▶ Tasks to complete
- A) In the email about Magic Signatures, what is given as a good way to check whether the data in the envelope is consistent with data outside it?
- B) Please pick up the email about Magic Signatures after its last line and carry it on.

▶ Document segment
Of course recipients can always choose to ignore the result of verifying
signatures (or not verify them at all) no matter what scheme you use.

Note that Magic Signatures is unabashedly an envelope, and well written
libraries make it hard to shoot yourself in the foot by opening an invalid
envelope.

Then there's the question of checking to see if the data in the envelope is
consistent with data outside the envelope.  A good way to do this is to
ignore the data outside the envelope and only use the verified, enveloped
data.  There are other ways if you have more complicated requirements; but
you only need to do complicated things if you have those complicated
requirements.

Of course, if some other part of your system is using data outside the
envelope to make important security decisions before your signature-aware
code gets to it, you may have issues.  But I think you have issues under ALL
these proposals in that case.

--
John Panzer / Google
jpanzer@google.com / abstractioneer.org <http://www.abstractioneer.org/> /
@jpanzer



On Fri, Sep 24, 2010 at 9:20 AM, Richard L. Barnes <rbarnes@bbn.com> wrote:

> Maybe I've misunderstood the Magic Signatures proposal.  I thought that the
> MagicSig blob actually contained the data that was signed, so that step (3)

▶ Data extract
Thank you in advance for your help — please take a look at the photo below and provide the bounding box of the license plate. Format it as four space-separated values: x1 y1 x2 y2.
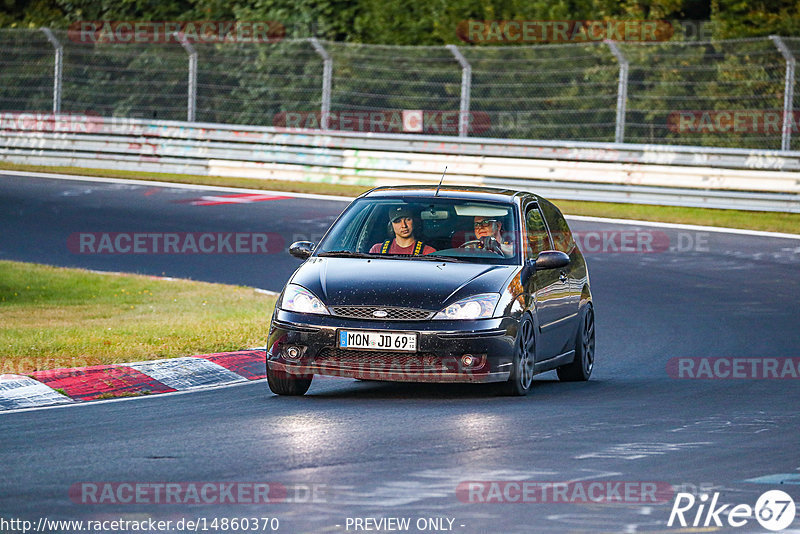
339 330 417 352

▶ Responses for each task
- A) Ignore the data outside the envelope and use only the verified, enveloped data.

- B)
> below would be unnecessary.  (Note that the object in Step 2 has only field
> *names*, not *values*.)  Including the data is the part of that scheme that
> causes some heartburn, since the recipient can choose not to verify the
> match against the original data (the HTTP request).
>
> Like I said earlier, though, Magic Signatures / JSON token could probably
> still be useful, as long as the signed data is reconstructed, not provided
> in the token.  The correspondence in my example was deliberate :)
>
> --Richard
>
>
>
>
> On Sep 24, 2010, at 12:11 PM, John Panzer wrote:
>
> Richard,
>
> I'm a bit confused because the made-up example you give below is,
> essentially, what Magic Signatures does.  The algorithm you present is
> basically the correct one IMHO.  Are you assuming that the recipient is
> _also_ using the HTTP-level method and URL path for some  important security
> decision?
>
> (Note:  I'm assuming it's fine to use this unverified host/path data for
> tentative routing to an intended recipient, because the worst thing a MITM
> attacker can possibly do is to route it to the wrong recipient.  As long as
> the recipient uses only signed information to decide whether it will
> actually ACCEPT the data, it will be fine.  MITM attackers can always
> mis-route even signed messages of course, given that firewalls etc. are not
> aware of signatures, so I don't see this as a distinction.)
>
> --
> John Panzer / Google
> jpanzer@google.com / abstractioneer.org <http://www.abstractioneer.org/> /
> @jpanzer
>
>
>
> On Fri, Sep 24, 2010 at 8:26 AM, Richard L. Barnes <rbarnes@bbn.com>wrote:
>
>>  Yes, there is certainly a risk if someone just checks the signature and
>>> does not verify the content of the message. This is a bad implementation
>>> of an authorization system, to be sure, and it's an issue that people
>>> need to be aware of. But simply signing metadata doesn't completely
>>> solve the problem, either. In both cases there can be parameters that
>>> are outside of the signed request that need to be checked and treated
>>> appropriately.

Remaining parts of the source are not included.